Somewhere below is a line with "Target: asphalt road" and, later, a line with "Target: black baseball cap"; repeat those two lines and all the lines between them, exactly as they are.

§ **LISTED ENTRIES**
++++++++++++++++++++
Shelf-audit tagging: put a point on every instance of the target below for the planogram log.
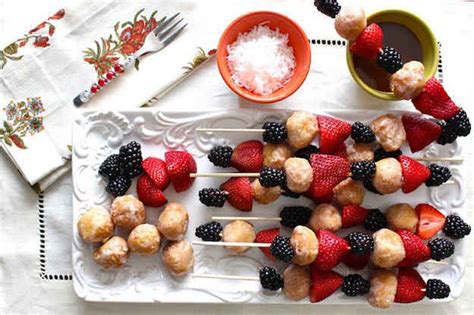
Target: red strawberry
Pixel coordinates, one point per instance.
(434, 101)
(148, 192)
(328, 171)
(430, 221)
(240, 193)
(353, 215)
(333, 132)
(267, 236)
(323, 284)
(180, 164)
(356, 262)
(248, 156)
(416, 250)
(331, 250)
(369, 42)
(156, 169)
(410, 286)
(420, 131)
(414, 173)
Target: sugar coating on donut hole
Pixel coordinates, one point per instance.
(388, 249)
(302, 128)
(173, 221)
(238, 231)
(265, 195)
(325, 217)
(299, 174)
(178, 257)
(409, 81)
(350, 22)
(95, 225)
(383, 288)
(144, 240)
(305, 244)
(296, 282)
(127, 212)
(389, 132)
(275, 155)
(388, 176)
(112, 254)
(402, 216)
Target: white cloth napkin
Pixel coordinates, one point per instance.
(47, 67)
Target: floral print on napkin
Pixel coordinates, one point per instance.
(22, 118)
(38, 36)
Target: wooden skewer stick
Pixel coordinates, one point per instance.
(229, 277)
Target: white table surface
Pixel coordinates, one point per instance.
(21, 290)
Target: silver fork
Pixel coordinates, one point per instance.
(165, 33)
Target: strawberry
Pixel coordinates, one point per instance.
(240, 193)
(248, 156)
(434, 101)
(180, 164)
(323, 284)
(414, 173)
(369, 42)
(267, 236)
(356, 262)
(353, 215)
(156, 169)
(420, 131)
(410, 286)
(415, 250)
(328, 171)
(430, 221)
(331, 250)
(333, 132)
(148, 192)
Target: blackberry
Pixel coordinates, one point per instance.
(274, 133)
(118, 186)
(381, 154)
(375, 220)
(437, 289)
(448, 135)
(212, 197)
(293, 216)
(362, 133)
(270, 279)
(439, 175)
(328, 7)
(209, 231)
(390, 59)
(271, 177)
(363, 170)
(281, 248)
(221, 156)
(360, 243)
(455, 227)
(460, 124)
(110, 167)
(440, 248)
(130, 156)
(355, 285)
(306, 152)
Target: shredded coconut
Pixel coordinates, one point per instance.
(261, 60)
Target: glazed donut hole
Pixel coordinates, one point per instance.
(95, 225)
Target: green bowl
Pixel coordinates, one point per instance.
(425, 36)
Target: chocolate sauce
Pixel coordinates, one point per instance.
(403, 40)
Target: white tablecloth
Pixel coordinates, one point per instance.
(22, 290)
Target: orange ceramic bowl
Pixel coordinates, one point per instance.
(297, 40)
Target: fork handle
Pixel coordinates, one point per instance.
(105, 79)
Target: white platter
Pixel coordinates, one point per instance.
(98, 134)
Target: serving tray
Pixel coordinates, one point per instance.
(98, 134)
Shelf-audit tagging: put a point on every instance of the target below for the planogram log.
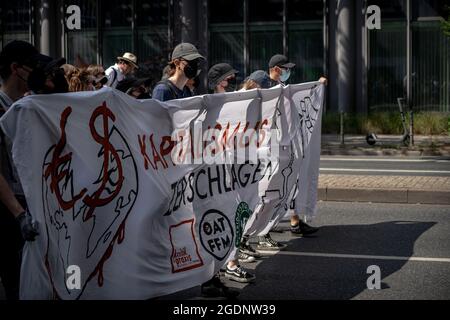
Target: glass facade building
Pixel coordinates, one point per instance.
(367, 69)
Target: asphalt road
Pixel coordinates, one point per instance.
(431, 166)
(409, 243)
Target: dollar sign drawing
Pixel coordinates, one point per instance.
(57, 170)
(109, 153)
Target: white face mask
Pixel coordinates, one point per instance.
(285, 74)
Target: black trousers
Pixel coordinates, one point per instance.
(11, 244)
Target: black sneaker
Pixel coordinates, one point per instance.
(303, 229)
(215, 288)
(266, 243)
(239, 275)
(245, 258)
(246, 248)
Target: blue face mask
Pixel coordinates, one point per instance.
(285, 74)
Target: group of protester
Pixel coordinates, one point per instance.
(24, 71)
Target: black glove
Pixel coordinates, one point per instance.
(28, 228)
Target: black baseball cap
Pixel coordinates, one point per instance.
(186, 51)
(219, 72)
(280, 60)
(23, 53)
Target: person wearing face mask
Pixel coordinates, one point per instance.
(182, 67)
(18, 59)
(279, 69)
(125, 65)
(222, 78)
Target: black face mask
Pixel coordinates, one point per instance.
(190, 69)
(231, 85)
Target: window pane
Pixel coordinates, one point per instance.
(117, 33)
(265, 10)
(226, 34)
(302, 10)
(391, 9)
(429, 8)
(431, 67)
(266, 32)
(152, 29)
(16, 20)
(82, 44)
(387, 57)
(226, 11)
(265, 41)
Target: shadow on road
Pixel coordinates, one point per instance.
(302, 277)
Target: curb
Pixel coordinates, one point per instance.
(407, 196)
(384, 152)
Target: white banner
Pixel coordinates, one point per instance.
(147, 198)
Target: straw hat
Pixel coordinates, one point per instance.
(129, 57)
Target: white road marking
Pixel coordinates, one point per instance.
(384, 170)
(356, 256)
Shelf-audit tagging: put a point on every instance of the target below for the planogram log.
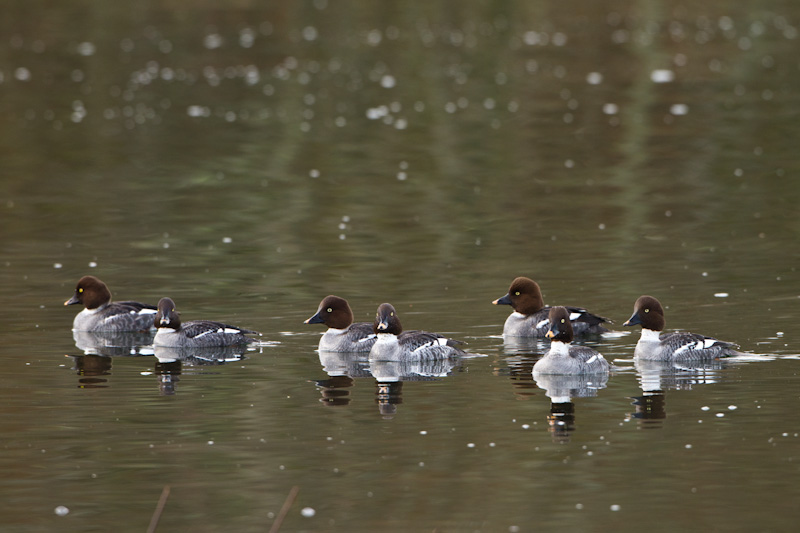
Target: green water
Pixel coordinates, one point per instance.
(248, 160)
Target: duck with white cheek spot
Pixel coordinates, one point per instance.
(394, 344)
(563, 358)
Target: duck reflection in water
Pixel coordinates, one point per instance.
(561, 389)
(99, 347)
(390, 375)
(656, 377)
(342, 369)
(170, 362)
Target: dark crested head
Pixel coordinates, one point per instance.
(524, 296)
(91, 292)
(648, 313)
(167, 316)
(560, 326)
(386, 320)
(334, 312)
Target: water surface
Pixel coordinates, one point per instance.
(248, 160)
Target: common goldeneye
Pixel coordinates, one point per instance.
(197, 333)
(394, 344)
(101, 314)
(342, 335)
(529, 318)
(677, 346)
(563, 358)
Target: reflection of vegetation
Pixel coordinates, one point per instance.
(453, 133)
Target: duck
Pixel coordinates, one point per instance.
(394, 344)
(654, 345)
(530, 316)
(563, 358)
(343, 335)
(172, 333)
(101, 314)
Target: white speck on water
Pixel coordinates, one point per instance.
(310, 33)
(679, 109)
(212, 41)
(86, 49)
(594, 78)
(610, 109)
(374, 37)
(662, 76)
(22, 74)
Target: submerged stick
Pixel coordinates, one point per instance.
(162, 501)
(285, 509)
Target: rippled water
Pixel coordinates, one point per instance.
(248, 160)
++++++++++++++++++++
§ **ANSWER TO THE EXERCISE**
Target: asphalt road
Pixel coordinates, one point per instance.
(431, 166)
(409, 243)
Target: dollar sign drawing
Pixel coordinates, one point per instance.
(57, 170)
(109, 153)
Target: white face mask
Pixel coordinates, one point per instance.
(285, 74)
Target: black trousers
Pixel coordinates, one point per instance.
(11, 244)
Target: black sneaker
Pixel coordinates, one point per instance.
(303, 229)
(215, 288)
(266, 243)
(239, 275)
(245, 258)
(246, 248)
Target: blue face mask
Pixel coordinates, one point per instance.
(285, 74)
Target: group of protester
Pixel coordinates, one point per instance.
(24, 71)
Target: black glove
Pixel coordinates, one point per instance.
(28, 228)
Target: black baseball cap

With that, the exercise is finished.